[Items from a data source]
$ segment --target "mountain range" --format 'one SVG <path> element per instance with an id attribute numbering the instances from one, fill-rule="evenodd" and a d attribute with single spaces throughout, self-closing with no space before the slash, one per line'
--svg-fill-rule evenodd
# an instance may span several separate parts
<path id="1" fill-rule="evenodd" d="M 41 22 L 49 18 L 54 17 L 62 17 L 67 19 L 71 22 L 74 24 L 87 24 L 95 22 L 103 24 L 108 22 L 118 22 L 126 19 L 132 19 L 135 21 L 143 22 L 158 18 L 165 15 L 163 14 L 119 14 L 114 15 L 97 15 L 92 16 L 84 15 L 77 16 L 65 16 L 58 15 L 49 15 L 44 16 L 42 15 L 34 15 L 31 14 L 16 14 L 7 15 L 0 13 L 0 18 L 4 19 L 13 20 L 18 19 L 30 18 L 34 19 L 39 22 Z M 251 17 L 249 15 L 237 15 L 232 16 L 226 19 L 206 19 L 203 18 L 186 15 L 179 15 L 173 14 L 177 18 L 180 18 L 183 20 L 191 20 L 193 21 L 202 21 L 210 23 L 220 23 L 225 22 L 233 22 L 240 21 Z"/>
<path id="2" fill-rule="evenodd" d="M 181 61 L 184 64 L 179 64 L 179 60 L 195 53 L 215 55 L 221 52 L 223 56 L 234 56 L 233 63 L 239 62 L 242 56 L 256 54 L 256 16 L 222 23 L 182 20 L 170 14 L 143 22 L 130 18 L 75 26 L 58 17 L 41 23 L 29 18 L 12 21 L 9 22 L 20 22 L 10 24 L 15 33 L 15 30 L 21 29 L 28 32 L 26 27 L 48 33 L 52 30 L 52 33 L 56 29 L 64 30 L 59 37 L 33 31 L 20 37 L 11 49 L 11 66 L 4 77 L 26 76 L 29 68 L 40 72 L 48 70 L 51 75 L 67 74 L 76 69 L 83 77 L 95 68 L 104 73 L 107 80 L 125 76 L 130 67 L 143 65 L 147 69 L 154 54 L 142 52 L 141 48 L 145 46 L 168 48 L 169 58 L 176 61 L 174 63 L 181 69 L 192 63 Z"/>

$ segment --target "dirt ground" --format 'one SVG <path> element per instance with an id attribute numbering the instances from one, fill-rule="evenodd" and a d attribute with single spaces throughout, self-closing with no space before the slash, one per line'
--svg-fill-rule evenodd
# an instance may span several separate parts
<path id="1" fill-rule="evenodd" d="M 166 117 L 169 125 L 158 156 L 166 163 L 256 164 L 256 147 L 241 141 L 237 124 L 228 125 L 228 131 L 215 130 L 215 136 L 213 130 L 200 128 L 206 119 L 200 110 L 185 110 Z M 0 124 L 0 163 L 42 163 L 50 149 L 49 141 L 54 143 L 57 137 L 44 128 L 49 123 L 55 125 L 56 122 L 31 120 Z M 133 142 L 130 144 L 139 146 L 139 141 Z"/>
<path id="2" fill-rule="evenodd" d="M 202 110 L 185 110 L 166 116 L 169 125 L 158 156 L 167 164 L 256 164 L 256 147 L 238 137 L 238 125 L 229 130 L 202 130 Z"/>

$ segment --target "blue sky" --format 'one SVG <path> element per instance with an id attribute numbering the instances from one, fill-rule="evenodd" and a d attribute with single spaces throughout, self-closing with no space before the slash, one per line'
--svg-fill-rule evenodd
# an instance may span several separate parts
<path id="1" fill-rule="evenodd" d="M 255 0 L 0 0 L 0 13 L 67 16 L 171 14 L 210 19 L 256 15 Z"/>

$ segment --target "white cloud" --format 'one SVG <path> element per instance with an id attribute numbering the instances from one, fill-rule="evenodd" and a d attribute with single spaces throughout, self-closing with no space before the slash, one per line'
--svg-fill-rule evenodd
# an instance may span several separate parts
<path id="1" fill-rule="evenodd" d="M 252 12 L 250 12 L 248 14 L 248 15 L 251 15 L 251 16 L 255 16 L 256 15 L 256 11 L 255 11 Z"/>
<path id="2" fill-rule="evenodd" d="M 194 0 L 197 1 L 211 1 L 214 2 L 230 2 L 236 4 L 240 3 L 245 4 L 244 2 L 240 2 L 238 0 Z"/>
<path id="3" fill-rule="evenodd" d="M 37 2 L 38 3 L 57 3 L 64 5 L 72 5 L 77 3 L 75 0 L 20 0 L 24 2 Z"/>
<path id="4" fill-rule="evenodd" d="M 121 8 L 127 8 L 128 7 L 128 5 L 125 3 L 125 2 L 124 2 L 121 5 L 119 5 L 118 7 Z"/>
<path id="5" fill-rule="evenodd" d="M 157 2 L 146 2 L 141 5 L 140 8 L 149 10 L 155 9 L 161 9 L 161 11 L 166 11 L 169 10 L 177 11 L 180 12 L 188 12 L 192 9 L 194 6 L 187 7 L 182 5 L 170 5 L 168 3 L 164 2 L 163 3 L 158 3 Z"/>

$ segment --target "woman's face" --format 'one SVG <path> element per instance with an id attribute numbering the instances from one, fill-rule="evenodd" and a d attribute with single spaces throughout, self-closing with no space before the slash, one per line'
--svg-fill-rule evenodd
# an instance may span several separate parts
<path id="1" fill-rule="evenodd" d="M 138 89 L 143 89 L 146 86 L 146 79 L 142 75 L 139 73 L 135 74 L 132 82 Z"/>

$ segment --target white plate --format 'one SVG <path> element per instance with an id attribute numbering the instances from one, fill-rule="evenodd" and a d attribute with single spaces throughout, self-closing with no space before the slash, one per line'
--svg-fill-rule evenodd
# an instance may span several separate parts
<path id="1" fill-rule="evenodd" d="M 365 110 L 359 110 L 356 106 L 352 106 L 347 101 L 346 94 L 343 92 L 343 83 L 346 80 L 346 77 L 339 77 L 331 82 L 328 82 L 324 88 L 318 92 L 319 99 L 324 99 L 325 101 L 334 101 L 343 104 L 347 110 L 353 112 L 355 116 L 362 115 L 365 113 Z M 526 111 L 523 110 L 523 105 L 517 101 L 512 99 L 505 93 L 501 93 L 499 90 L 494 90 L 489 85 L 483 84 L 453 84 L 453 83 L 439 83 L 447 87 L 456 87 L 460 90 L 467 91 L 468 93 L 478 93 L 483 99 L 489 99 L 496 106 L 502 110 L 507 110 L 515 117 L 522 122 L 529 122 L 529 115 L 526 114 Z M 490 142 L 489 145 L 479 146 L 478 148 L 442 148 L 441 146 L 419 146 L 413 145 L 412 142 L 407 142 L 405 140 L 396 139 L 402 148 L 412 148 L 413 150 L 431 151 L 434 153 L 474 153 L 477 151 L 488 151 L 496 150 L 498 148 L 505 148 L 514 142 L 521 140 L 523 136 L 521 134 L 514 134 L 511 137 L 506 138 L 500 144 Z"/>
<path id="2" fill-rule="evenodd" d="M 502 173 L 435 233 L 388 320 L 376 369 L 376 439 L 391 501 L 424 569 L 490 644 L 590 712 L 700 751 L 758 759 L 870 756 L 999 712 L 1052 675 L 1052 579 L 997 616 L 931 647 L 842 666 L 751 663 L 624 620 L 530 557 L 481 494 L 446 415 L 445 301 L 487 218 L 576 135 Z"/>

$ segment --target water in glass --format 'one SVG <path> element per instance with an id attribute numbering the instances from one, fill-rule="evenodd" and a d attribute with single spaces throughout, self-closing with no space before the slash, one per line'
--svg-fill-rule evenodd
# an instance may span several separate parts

### THE EXERCISE
Retype every line of the material above without altering a single character.

### RESPONSE TO THE EXERCISE
$ segment --target "mountain range" --format 'one SVG <path> element per instance with an id attribute numbering the instances from one, fill-rule="evenodd" and a d attribute with single spaces throughout, self-closing with no space before the slash, one per line'
--svg-fill-rule evenodd
# an instance may span several separate parts
<path id="1" fill-rule="evenodd" d="M 41 22 L 49 18 L 54 17 L 62 17 L 67 19 L 71 22 L 74 24 L 87 24 L 95 22 L 103 24 L 108 22 L 118 22 L 126 19 L 132 19 L 135 21 L 143 22 L 158 18 L 165 15 L 163 14 L 119 14 L 114 15 L 97 15 L 92 16 L 84 15 L 77 16 L 65 16 L 58 15 L 49 15 L 44 16 L 42 15 L 34 15 L 31 14 L 16 14 L 7 15 L 0 13 L 0 18 L 4 19 L 13 20 L 18 19 L 30 18 L 34 19 L 39 22 Z M 251 17 L 249 15 L 237 15 L 232 16 L 226 19 L 206 19 L 203 18 L 186 15 L 179 15 L 173 14 L 177 18 L 180 18 L 183 20 L 191 20 L 193 21 L 202 21 L 210 23 L 220 23 L 225 22 L 233 22 L 240 21 Z"/>
<path id="2" fill-rule="evenodd" d="M 181 61 L 184 64 L 179 64 L 179 60 L 195 53 L 215 55 L 221 52 L 223 56 L 234 56 L 233 63 L 239 62 L 242 56 L 256 54 L 256 16 L 222 23 L 182 20 L 170 14 L 143 22 L 130 18 L 75 26 L 58 17 L 41 23 L 29 18 L 12 21 L 9 22 L 20 22 L 10 24 L 15 33 L 15 30 L 21 29 L 28 32 L 26 27 L 48 33 L 52 30 L 52 33 L 56 29 L 64 30 L 59 37 L 33 31 L 20 37 L 11 49 L 11 66 L 4 77 L 26 76 L 29 68 L 40 72 L 48 70 L 51 75 L 67 74 L 76 69 L 83 77 L 95 68 L 104 73 L 107 80 L 125 76 L 130 67 L 143 65 L 147 69 L 154 54 L 142 52 L 141 48 L 145 46 L 168 48 L 169 58 L 176 61 L 174 63 L 181 69 L 192 63 Z"/>

$ segment --target "dirt ground" --format 'one SVG <path> element per instance with an id attribute numbering the instances from one, fill-rule="evenodd" and a d attribute with single spaces throughout, self-closing with no space before the slash, one per line'
--svg-fill-rule evenodd
# an instance may span several separate parts
<path id="1" fill-rule="evenodd" d="M 166 117 L 169 125 L 158 156 L 166 163 L 256 164 L 256 147 L 241 141 L 237 124 L 228 125 L 228 131 L 215 130 L 215 136 L 213 130 L 200 128 L 206 119 L 200 110 L 185 110 Z M 0 124 L 0 163 L 42 163 L 50 149 L 49 141 L 54 143 L 57 137 L 44 128 L 49 123 L 55 125 L 56 122 L 31 120 Z M 133 142 L 130 144 L 139 146 L 139 141 Z"/>
<path id="2" fill-rule="evenodd" d="M 202 110 L 185 110 L 166 116 L 169 125 L 158 156 L 167 164 L 256 164 L 256 147 L 238 137 L 238 125 L 229 130 L 202 130 Z"/>

$ segment --target "blue sky" --format 'one SVG <path> element per instance with an id attribute numbering the instances from one, fill-rule="evenodd" and a d attribute with single spaces throughout, self-closing with no space before the slash, one per line'
--svg-fill-rule evenodd
# an instance may span several separate parts
<path id="1" fill-rule="evenodd" d="M 255 0 L 0 0 L 0 13 L 67 16 L 171 14 L 210 19 L 256 15 Z"/>

$ segment --target "white cloud" --format 'one SVG <path> element per instance with an id attribute numbering the instances from one, fill-rule="evenodd" and a d attribute with single spaces throughout, self-closing with no space before the slash, one per line'
--svg-fill-rule evenodd
# an instance may span several separate parts
<path id="1" fill-rule="evenodd" d="M 252 12 L 250 12 L 248 14 L 248 15 L 251 15 L 251 16 L 255 16 L 256 15 L 256 11 L 255 11 Z"/>
<path id="2" fill-rule="evenodd" d="M 194 0 L 197 1 L 211 1 L 214 2 L 230 2 L 236 4 L 240 3 L 245 4 L 244 2 L 240 2 L 238 0 Z"/>
<path id="3" fill-rule="evenodd" d="M 37 2 L 38 3 L 57 3 L 64 5 L 72 5 L 77 3 L 75 0 L 20 0 L 24 2 Z"/>
<path id="4" fill-rule="evenodd" d="M 121 8 L 127 8 L 128 7 L 128 5 L 125 3 L 125 2 L 124 2 L 121 5 L 119 5 L 118 7 Z"/>
<path id="5" fill-rule="evenodd" d="M 157 2 L 146 2 L 141 5 L 140 8 L 149 10 L 155 9 L 161 9 L 161 11 L 166 11 L 169 10 L 177 11 L 180 12 L 188 12 L 192 9 L 194 6 L 187 7 L 182 5 L 170 5 L 168 3 L 164 2 L 163 3 L 158 3 Z"/>

$ segment --target "woman's face" --format 'one SVG <path> element per instance with an id attribute numbering the instances from one, fill-rule="evenodd" and a d attribute with single spaces throughout, self-closing with no space before the slash, one per line'
--svg-fill-rule evenodd
# an instance may span several separate parts
<path id="1" fill-rule="evenodd" d="M 138 89 L 143 89 L 146 86 L 146 79 L 142 75 L 139 73 L 135 74 L 132 82 Z"/>

$ segment --target white plate --format 'one SVG <path> element per instance with an id attribute numbering the instances from one, fill-rule="evenodd" and a d attribute with single spaces throughout, self-closing with no space before the slash, one per line'
--svg-fill-rule evenodd
# an instance may span several separate parts
<path id="1" fill-rule="evenodd" d="M 365 110 L 359 110 L 356 106 L 352 106 L 347 101 L 346 94 L 343 92 L 343 83 L 346 80 L 346 77 L 339 77 L 331 82 L 328 82 L 324 88 L 318 92 L 319 99 L 324 99 L 325 101 L 334 101 L 343 104 L 347 110 L 353 112 L 355 116 L 362 115 L 365 113 Z M 526 111 L 523 110 L 523 105 L 517 101 L 512 99 L 505 93 L 501 93 L 499 90 L 494 90 L 489 85 L 483 84 L 453 84 L 453 83 L 439 83 L 447 87 L 456 87 L 460 90 L 467 91 L 468 93 L 478 93 L 483 99 L 489 99 L 496 106 L 502 110 L 507 110 L 515 117 L 522 122 L 529 122 L 529 115 L 526 114 Z M 490 142 L 489 145 L 479 146 L 478 148 L 442 148 L 441 146 L 419 146 L 413 145 L 412 142 L 407 142 L 405 140 L 396 139 L 402 148 L 412 148 L 413 150 L 431 151 L 434 153 L 474 153 L 477 151 L 488 151 L 496 150 L 498 148 L 505 148 L 514 142 L 521 140 L 523 136 L 521 134 L 514 134 L 511 137 L 506 138 L 500 144 Z"/>
<path id="2" fill-rule="evenodd" d="M 502 173 L 435 233 L 388 320 L 376 369 L 376 439 L 391 501 L 424 569 L 490 644 L 590 712 L 700 751 L 758 759 L 870 756 L 999 712 L 1052 675 L 1052 579 L 997 616 L 931 647 L 842 666 L 751 663 L 624 620 L 530 557 L 481 494 L 446 415 L 445 301 L 487 218 L 576 135 Z"/>

$ segment --target water in glass --format 'one SVG <path> element per instance with an id attribute numbering the instances from one, fill-rule="evenodd" and a d attribute with single spaces throughout, self-closing with no space before the slash, one per line'
--svg-fill-rule evenodd
# an instance may span several separate parts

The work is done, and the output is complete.